Data provided START

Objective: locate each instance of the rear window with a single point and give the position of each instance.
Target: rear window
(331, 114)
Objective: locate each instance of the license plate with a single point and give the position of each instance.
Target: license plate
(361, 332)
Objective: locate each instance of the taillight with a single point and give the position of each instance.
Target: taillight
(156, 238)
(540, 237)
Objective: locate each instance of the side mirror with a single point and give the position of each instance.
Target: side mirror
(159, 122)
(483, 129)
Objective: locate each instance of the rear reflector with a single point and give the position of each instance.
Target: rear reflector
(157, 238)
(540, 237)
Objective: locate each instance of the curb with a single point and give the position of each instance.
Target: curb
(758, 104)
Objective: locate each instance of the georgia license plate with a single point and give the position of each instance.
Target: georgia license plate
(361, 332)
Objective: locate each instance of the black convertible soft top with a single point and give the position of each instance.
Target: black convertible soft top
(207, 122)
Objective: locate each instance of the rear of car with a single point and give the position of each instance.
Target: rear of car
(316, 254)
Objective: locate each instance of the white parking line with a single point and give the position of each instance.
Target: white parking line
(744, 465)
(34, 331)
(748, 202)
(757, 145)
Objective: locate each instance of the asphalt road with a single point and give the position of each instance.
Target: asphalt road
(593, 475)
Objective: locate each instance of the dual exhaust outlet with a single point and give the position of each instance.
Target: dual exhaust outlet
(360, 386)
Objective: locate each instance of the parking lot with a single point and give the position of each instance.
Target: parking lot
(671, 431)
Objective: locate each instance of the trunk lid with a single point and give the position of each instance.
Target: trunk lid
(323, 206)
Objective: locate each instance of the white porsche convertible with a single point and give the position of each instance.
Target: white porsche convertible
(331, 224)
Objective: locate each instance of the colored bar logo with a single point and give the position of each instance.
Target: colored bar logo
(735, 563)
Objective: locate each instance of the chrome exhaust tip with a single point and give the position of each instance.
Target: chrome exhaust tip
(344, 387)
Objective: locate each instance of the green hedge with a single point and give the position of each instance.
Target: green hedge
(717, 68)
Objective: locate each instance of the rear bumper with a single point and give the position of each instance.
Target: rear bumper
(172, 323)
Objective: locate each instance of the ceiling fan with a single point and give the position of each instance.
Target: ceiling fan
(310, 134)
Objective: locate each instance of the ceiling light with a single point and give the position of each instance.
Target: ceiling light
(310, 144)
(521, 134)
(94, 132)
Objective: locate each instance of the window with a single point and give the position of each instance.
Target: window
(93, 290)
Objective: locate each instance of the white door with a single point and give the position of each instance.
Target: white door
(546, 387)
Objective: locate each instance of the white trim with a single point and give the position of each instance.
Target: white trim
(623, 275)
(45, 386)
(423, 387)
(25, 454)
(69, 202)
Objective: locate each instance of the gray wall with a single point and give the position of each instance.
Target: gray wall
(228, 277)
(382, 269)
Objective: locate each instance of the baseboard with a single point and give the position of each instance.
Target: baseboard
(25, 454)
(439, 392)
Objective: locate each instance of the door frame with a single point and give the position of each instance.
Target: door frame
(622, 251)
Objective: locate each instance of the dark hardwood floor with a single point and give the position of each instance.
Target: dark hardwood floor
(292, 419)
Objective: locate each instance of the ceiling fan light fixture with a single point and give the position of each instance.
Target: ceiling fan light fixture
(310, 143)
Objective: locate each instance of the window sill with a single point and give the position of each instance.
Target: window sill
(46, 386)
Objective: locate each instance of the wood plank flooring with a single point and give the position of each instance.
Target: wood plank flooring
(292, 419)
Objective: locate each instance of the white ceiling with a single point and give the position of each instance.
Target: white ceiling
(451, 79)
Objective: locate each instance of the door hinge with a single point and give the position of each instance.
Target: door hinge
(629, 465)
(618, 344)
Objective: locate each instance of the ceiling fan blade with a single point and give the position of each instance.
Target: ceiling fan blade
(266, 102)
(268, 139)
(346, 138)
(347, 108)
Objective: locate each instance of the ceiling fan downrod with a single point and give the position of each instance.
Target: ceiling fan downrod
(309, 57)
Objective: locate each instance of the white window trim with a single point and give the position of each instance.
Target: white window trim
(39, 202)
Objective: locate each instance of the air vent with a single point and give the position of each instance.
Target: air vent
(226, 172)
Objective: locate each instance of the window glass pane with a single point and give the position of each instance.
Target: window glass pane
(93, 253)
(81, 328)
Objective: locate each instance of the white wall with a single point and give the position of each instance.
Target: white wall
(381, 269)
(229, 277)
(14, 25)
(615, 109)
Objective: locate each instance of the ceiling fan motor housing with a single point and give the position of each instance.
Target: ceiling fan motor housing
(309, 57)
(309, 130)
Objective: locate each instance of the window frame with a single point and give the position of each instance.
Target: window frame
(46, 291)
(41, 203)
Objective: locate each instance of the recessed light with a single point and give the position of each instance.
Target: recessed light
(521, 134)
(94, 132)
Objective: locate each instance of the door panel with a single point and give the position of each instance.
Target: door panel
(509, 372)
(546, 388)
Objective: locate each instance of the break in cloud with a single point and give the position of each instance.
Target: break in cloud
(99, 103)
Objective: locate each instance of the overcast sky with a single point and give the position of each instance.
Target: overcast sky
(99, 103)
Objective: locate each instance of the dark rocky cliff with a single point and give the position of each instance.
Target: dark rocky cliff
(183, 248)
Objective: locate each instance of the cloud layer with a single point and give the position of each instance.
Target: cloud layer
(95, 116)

Data provided END

# What you need to do
Could you give the data above again, exact in every line?

# Solution
Objective: locate each instance of the rear window with a single point and give the position of each instance.
Target: rear window
(331, 114)
Objective: locate each instance of the license plate with a single point and give the position of each instance.
Target: license plate
(361, 332)
Objective: locate each instance of the taillight with a single point and give the position of each instance.
Target: taillight
(156, 238)
(540, 237)
Objective: locate each instance of the side mirror with a single point and give the position of each instance.
Target: side mirror
(159, 122)
(483, 129)
Objective: locate each instance of the rear reflector with a single point and give the position of each instance.
Target: rear reflector
(157, 238)
(540, 237)
Objective: locate each instance of the curb with a single point and give the position of each instance.
Target: curb
(758, 104)
Objective: locate each instance of the georgia license plate with a single point and give the position of each instance.
Target: georgia license plate
(361, 332)
Objective: locate each instance of the black convertible soft top with a single point and give the position of each instance.
Target: black convertible soft top
(207, 122)
Objective: locate each instance of the rear of car with a single point and give the position of each instance.
Target: rear of car
(316, 254)
Objective: locate each instance of the white parking line with a single point and give the position of each instance.
Target: white parking line
(744, 465)
(34, 331)
(748, 202)
(757, 145)
Objective: locate each instance of the asphalt road with a single point and give the position of each instance.
Target: asphalt road
(593, 475)
Objective: locate each instance of the dual exhaust outlet with a single point and give the position of each instance.
Target: dual exhaust outlet
(360, 386)
Objective: locate each instance of the parking lot with a single point and give the position of each instance.
Target: parking lot
(671, 431)
Objective: locate each instance of the trunk lid with a single point and give the position of each instance.
Target: trunk lid
(323, 206)
Objective: locate each instance of the white porsche convertible with a single point and give the position of each instance.
Target: white porsche convertible
(331, 224)
Objective: locate each instance of the colored bar logo with a single point and give the position of each instance.
Target: colored bar logo
(735, 563)
Objective: locate each instance of the chrome exhaust tip with a single point and give the position of each instance.
Target: chrome exhaust tip
(344, 387)
Objective: locate each instance of the green hedge with a single point and give the position of each instance.
Target: green hedge
(717, 68)
Objective: locate each instance of the rear bumper with a single point and give the position of each instance.
Target: rear bumper
(172, 323)
Objective: locate each instance of the ceiling fan with a single point and give the position of each instance.
Target: ceiling fan
(310, 134)
Objective: locate each instance of the ceiling light with a single point and give the position of each instance.
Target: ceiling light
(310, 144)
(521, 134)
(94, 132)
Objective: locate each instance of the window with a single point and give the position of each instance.
Target: window
(93, 290)
Objective: locate each instance of the white door with a single point and give the position of each instance.
Target: white door
(546, 387)
Objective: locate each instance of the white trim with a single point and give the position of each instance.
Target: white trim
(623, 275)
(45, 386)
(423, 387)
(25, 454)
(69, 202)
Objective: locate each instance of the gray wall with a single point and give the position of each instance.
Target: gray wall
(228, 277)
(382, 269)
Objective: locate each instance of the baseboard with a single point and give the position of each instance.
Target: baseboard
(25, 454)
(439, 392)
Objective: locate each instance of the door frame with a single point and give the position of each instance.
Target: door frame
(622, 251)
Objective: locate each instance of the dark hardwood floor with a single point and give the position of each instance.
Target: dark hardwood floor
(292, 419)
Objective: locate each instance of the ceiling fan light fixture with a single point and give the position of each instance.
Target: ceiling fan light fixture
(310, 143)
Objective: locate each instance of the window sill with a single point and give the position of each instance.
Target: window sill
(46, 386)
Objective: locate each instance of the wood plank flooring with a single point and give the position of each instance.
Target: wood plank flooring
(292, 419)
Objective: locate each instance of the white ceiling with a single point and give the position of each instance.
Target: white ceiling
(451, 79)
Objective: locate each instance of the door hinge with a single point and give the position of each instance.
Target: door hinge
(629, 465)
(618, 344)
Objective: locate each instance of the ceiling fan blade with a single point and give the position of each instance.
Target: ceiling fan blade
(266, 102)
(268, 139)
(346, 138)
(347, 108)
Objective: locate each instance of the ceiling fan downrod with a single point and give the position of each instance.
Target: ceiling fan downrod
(309, 57)
Objective: locate each instance of the white window trim with a single point and give the position of each instance.
Target: white window trim
(39, 202)
Objective: locate each instance of the air vent with a single point and give the position of each instance.
Target: air vent
(226, 172)
Objective: locate each instance of the window glass pane with a single point and give the position of each instance.
Target: window glass pane
(93, 253)
(81, 328)
Objective: locate each instance of the white wall with a single point and give the position of each instance.
Target: white wall
(381, 269)
(229, 277)
(14, 25)
(615, 109)
Objective: locate each instance of the ceiling fan motor housing with a single point and give the position of each instance.
Target: ceiling fan motor housing
(309, 57)
(309, 130)
Objective: locate each instance of the window frame with a single point and give the position of each instance.
Target: window frame
(46, 291)
(41, 203)
Objective: locate each instance of the recessed light with a single point and give the position of each instance.
Target: recessed light
(521, 134)
(94, 132)
Objective: locate each instance of the door panel with a single point and give the position of each instance.
Target: door panel
(509, 372)
(546, 388)
Objective: locate each instance of the break in cloud with a single point and give the position of each instance.
Target: break in cloud
(99, 103)
Objective: locate each instance of the overcast sky with a single point and give the position of each instance.
Target: overcast sky
(99, 103)
Objective: locate each instance of the dark rocky cliff with a single point and give the position of each instance.
Target: dark rocky cliff
(183, 248)
Objective: locate each instance of the cloud layer with a single point and give the position of each instance.
Target: cloud layer
(95, 116)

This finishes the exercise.